## LISTA DE TAREFAS
[A] Transcreva do texto sobre hipnose e histeria tudo o que vai de "É importante tecer" até "de tais sintomas.".
[B] Segundo o texto sobre hipnose e histeria, em que ano Freud teve acesso às aulas de Charcot?
[C] Dê continuidade ao texto sobre hipnose e histeria a partir do ponto em que ele termina.

## TEXTO
-=-=-

É importante tecer a rede de relações entre a hipnose e as afecções histéricas. Estas se apresentavam como verdadeiros enigmas para a medicina do século XIX, uma vez que não possuíam substrato anátomo-patológico, embora revelassem regularidade no que tange à sintomatologia. A circunscrição da histeria no campo das patologias psicológicas resguardava a importância da utilização da técnica hipnótica para a cura de tais sintomas.

Charcot é tido como um dos grandes nomes que sustentaram a eficácia da hipnose. Partindo de um modelo fisiológico da histeria, hipnotizava suas pacientes no intuito de eliminar seus sintomas, removendo então o distúrbio. Ademais, Charcot utilizava a hipnose para a produção de grandes crises histéricas na escola de Salpêtrière, conferindo um estatuto mais acadêmico a essa prática. No ano de 1885, Freud teve acesso às suas aulas, entrando em contato com o método em questão.

Conforme Charcot, existiria uma predisposição inata para a produção de um estado hipnótico a partir de um trauma de ordem psíquica. Este trauma seria responsável por um estado hipnótico permanente, configurando-se em certos sintomas, como as paralisias. A hipnose reproduziria de certa forma este estado de maneira temporária, rememorando o evento traumático. Através da hipnose "o caráter patogênico do trauma ou da série de traumas era eliminado pela ab-reação verbal, permitindo a inclusão da idéia correspondente no psiquismo normal, onde seria associada a outras ou esquecida" (Mezan, 2001, p.26).

A hipnose dava conta de eliminar os sintomas, mas não possibilitava remover suas causas, sendo os sintomas anteriormente eliminados substituídos por outros. Além disso, certos pacientes não eram hipnotizáveis, o que levou Freud a também utilizar a pressão na testa, sugerindo-lhes que, ao retirar tal pressão, seria possível a recordação dos fatos traumáticos.

Os motivos anteriormente mencionados fizeram com que Freud propusesse o emprego do método catártico de Joseph Breuer, culminando com a publicação conjunta pelos dois autores da Comunicação Preliminar, em 1983. O objetivo deste método era descarregar de maneira adequada os afetos ligados às idéias que se tornaram patogênicas. Era possível ao sujeito "evocar e até reviver os acontecimentos traumáticos a que esses afetos estão ligados, e ab-reagi-los" (Laplanche e Pontalis, 1999, p.60). Como fica explícito ao final da Comunicação Preliminar, a linguagem passa ocupar importante papel na cura dos sintomas, liberando os afetos outrora estrangulados e eliminando o efeito patogênico da idéia ligada a tal afeto.

-=-=-

## INFORMAÇÕES EXTRAÍDAS
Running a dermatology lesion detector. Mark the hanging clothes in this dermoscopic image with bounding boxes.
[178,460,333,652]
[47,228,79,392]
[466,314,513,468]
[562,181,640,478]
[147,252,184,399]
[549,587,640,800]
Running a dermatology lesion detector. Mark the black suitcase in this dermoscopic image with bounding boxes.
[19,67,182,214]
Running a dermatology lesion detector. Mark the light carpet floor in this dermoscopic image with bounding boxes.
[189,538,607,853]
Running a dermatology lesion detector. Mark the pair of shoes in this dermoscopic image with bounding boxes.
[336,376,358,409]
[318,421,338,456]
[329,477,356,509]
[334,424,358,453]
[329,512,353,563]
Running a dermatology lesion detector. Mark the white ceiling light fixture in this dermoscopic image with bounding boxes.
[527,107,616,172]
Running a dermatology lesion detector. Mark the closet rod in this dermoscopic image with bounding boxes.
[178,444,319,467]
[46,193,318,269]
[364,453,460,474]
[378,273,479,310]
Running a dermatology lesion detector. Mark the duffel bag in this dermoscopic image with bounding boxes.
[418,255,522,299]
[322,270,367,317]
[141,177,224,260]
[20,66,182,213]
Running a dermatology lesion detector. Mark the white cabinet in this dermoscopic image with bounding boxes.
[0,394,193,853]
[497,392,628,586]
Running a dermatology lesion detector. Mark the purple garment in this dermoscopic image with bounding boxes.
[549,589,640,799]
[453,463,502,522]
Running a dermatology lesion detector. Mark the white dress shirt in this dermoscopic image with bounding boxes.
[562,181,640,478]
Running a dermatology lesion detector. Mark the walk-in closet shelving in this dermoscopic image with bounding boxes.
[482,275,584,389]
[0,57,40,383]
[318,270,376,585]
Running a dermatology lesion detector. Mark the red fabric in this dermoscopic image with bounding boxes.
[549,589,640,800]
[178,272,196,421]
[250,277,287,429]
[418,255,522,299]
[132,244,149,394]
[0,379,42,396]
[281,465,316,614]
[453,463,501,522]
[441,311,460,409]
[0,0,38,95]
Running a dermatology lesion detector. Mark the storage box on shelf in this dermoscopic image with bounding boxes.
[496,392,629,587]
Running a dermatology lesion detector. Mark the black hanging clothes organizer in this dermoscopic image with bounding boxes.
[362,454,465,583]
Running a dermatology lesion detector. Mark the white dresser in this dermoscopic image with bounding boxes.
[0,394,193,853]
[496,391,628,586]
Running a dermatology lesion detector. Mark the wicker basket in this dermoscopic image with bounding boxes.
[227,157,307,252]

-=-=-

## RESPOSTAS POR TAREFA
[A]
É importante tecer a rede de relações entre a hipnose e as afecções histéricas. Estas se apresentavam como verdadeiros enigmas para a medicina do século XIX, uma vez que não possuíam substrato anátomo-patológico, embora revelassem regularidade no que tange à sintomatologia. A circunscrição da histeria no campo das patologias psicológicas resguardava a importância da utilização da técnica hipnótica para a cura de tais sintomas.

[B] Em 1885.

[C]
O artigo As neuropsicoses de defesa (1894) marca o distanciamento teórico que se instaurou entre os dois autores e a estruturação, por Freud, da noção de defesa. Abandonando a hipnose, ele pedia aos pacientes que se lembrassem do fato traumático, dando-se conta de que havia irrefutável resistência para realização de tal tarefa com êxito. A explicação veio em termos egóicos: em linhas gerais, a defesa designa "o mecanismo pelo qual o ego se protege de uma representação desagradável e ameaçadora" (Garcia-Roza, 1988, p.38). Evidenciava-se, assim, a teoria do recalque como "pedra angular sobre a qual repousa toda a estrutura da psicanálise" (Freud, 1914, p.26). A utilização da hipnose acabava por ocultar tal fenômeno, de modo que só se pode falar em psicanálise propriamente dita a partir do abandono deste método. O trabalho terapêutico não mais consistia em ab-reagir o afeto ligado à idéia penosa, mas em trazer à tona as idéias patogênicas a fim de serem elaboradas. Passava-se, então, ao método psicanalítico.

FREUD, S. Edição Standard Brasileira das Obras Psicológicas Completas de Sigmund Freud, Rio de Janeiro, Editora Imago, 1974:
Hipnose (1891), vol. I.
Um caso de cura pelo hipnotismo (1892-93), vol. I
Sobre o mecanismo psíquico dos fenômenos histéricos: Comunicação preliminar (1893) vol II.
As neuropsicoses de defesa (1894), vol. III.
A história do movimento psicanalítico (1914), vol. XIV
GARCIA-ROZA, L. A. Freud e o inconsciente - 4ª edição, Editora Jorge Zahar, Rio de Janeiro, RJ, 1988.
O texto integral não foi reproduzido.